# Short exercise a
Could you copy out the records below word for word?

# Document

■ ■ ■ ■ ■ ■ ■

The unanimous decision of the Industrial Tribunal was that Mr Blaker had been fairly dismissed. The Full Reasons were sent to the parties on 25 May 1994. Mr Blaker was disappointed by the decision and appealed by Notice of Appeal dated 17 September 1994. Mr Blaker was represented by his father-in-law, Mr Stanley, both in the Industrial Tribunal and on this Appeal.
This is the preliminary hearing of the Appeal. The purpose of it is to decide whether any of the points raised in the Notice of Appeal are reasonably arguable points of law. If they are not, then there would be no point in pursuing the matter to a full hearing and the Appeal would be dismissed today.
In support of the Appeal, Mr Stanley has made a number of points in a written submission which he took us through in the course of his arguments. In order to determine whether those points constitute an error of law, which is arguable, it is necessary to look at the background to this dispute and the reasons the Tribunal gave for their decision.
In his Originating Application, presented on 9 November 1993, Mr Blaker's case was clearly and concisely set out. He was dismissed from his position of a store manager with Gateway for gross misconduct in the form of over-pricing goods, known in the trade as "buncing". He said that the practice and procedure in ensuring correct pricing was extremely complicated, difficult and time consuming. He submitted that the alleged misconduct which Gateway said he committed was not sufficiently serious to justify the step of instant dismissal for gross misconduct. A written warning would have been more appropriate to the circumstances of the case. He pointed out that the notification to staff that "buncing" was now to be an offence and liable to lead to dismissal was a change of policy, which, as applied to him, was not made known before his instant dismissal.
The claim for unfair dismissal was contested by Gateway on the grounds set out in their Notice of Appearance. Their case was that his employment had been terminated on 18 August 1993 for gross misconduct following an admission by him of knowing over-pricing of goods at a higher level than the official store price book, despite directions issued by the store operations director and his divisional executive. The Notice of Appearance referred to a memo which had been issued by the store operations director, Mr David Jury, on 26 May 1993 which was explained fully to managers at meetings by divisional executives. The statement identified "buncing", among other malpractices, as one which would no longer be tolerated. It was made clear that any manager discovered carrying out any of those stated malpractices after that date was liable to disciplinary action. The Notice of Appearance gave details of the circumstances in which Mr Blaker was accused of buncing, the investigations that were made, the disciplinary interviews that took place and the decision that was made to dismiss him for gross mis-conduct. He appealed against that decision. There was a hearing on 16 September in which he admitted that he received and read the memo that had been reiterated by his divisional executive, that he understood the recommendations of the audit report, but, despite that, he deliberately continued to inflate the prices of many lines. The appeal failed. So the case of the employers was that they had acted fairly and within the band of reasonable responses in dismissing Mr Blaker. They asked for a pre-hearing assessment on the basis that the claim for unfair dismissal was without substance.

■ ■ ■ ■ ■ ■ ■

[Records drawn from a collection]
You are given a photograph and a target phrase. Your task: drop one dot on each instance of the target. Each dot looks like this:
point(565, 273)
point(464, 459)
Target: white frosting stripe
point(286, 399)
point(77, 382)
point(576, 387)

■ ■ ■ ■ ■ ■ ■

# Short exercise b
How would you continue the account of Mr Blaker's dismissal appeal from the point where it stops above?

# Written reply a
You are given a photograph and a target phrase. Your task: drop one dot on each instance of the target. Each dot looks like this:
point(565, 273)
point(464, 459)
Target: white frosting stripe
point(286, 399)
point(77, 382)
point(576, 387)

# Written reply b
There was a pre-hearing assessment. The Tribunal formed the conclusion that there was no reasonable prospect of success. The case went on. Mr Blaker lost the case. He sought a review. The Appeal before us is against the decision to refuse a review. On 22 August 1994, the Industrial Tribunal, constituted the same as in the original hearing on 16 May, unanimously decided to confirm the earlier decision. The Tribunal went further and ordered Mr Blaker to pay £25.00 in respect of the costs incurred by Gateway in connection with the proceedings.
At the review, various arguments were put forward. For reasons notified to the parties on 24 August 1994 the Tribunal rejected the grounds for a review and Mr Blaker appeals against that.
We have looked both at the detailed reasons for the original decision and at the reasons for refusing a review in the light of the six points which had been made by Mr Stanley on the Appeal. He made his points in relation to the following findings of the Tribunal. The Tribunal, having set out the history of the circumstances in which Mr Blaker was dismissed, stated that they were satisfied that Gateway had shown that the reason for Mr Blaker's dismissal was deliberately "buncing", in spite of instructions not to do so. That that constituted misconduct capable of justifying the applicant's dismissal. In coming to that conclusion, the Tribunal applied the well known test in relation to misconduct in employment British Home Stores Limited v. Burchell [1980] ICR, 303. The Tribunal correctly moved on to consider Section 57(3) of the 1978 Act and asked itself whether Gateway had acted reasonably or unreasonably in treating that reason as a sufficient reason for dismissing Mr Blaker. The Tribunal considered questions of procedural unfairness and concluded that Mr Blaker clearly understood he was deliberately over-pricing goods in his store. He was given every opportunity to explain his conduct and to say what he wanted in defence or mitigation.
The Tribunal considered, again, in our view, correctly, whether dismissal was too severe a penalty as Mr Blaker had claimed. They dealt with submissions made by Mr Stanley on his behalf as to whether it was reasonable for the employers to consider Mr Blaker's conduct as gross misconduct, rather than serious misconduct. That submission was made in the context of the disciplinary procedure. Having considered those submissions, the Tribunal stated that an employer was entitled to set his own standards and to determine what conduct constituted gross misconduct. Provided the employer had acted reasonably in classifying a particular form of misconduct as gross misconduct, it was not open to the Tribunal to disagree and classify that misconduct as serious misconduct so as to warrant a lesser penalty. The Tribunal's view was that, given the clear instructions issued by Gateway on the subject of "buncing" and of the potentially serious consequences of its business of "buncing" it could not say that Gateway acted unreasonably regarding the applicant's conduct so. Moreover, they agreed that deliberate over-pricing was dishonest. For those reasons, the Tribunal said they unanimously decided that the applicant was fairly dismissed.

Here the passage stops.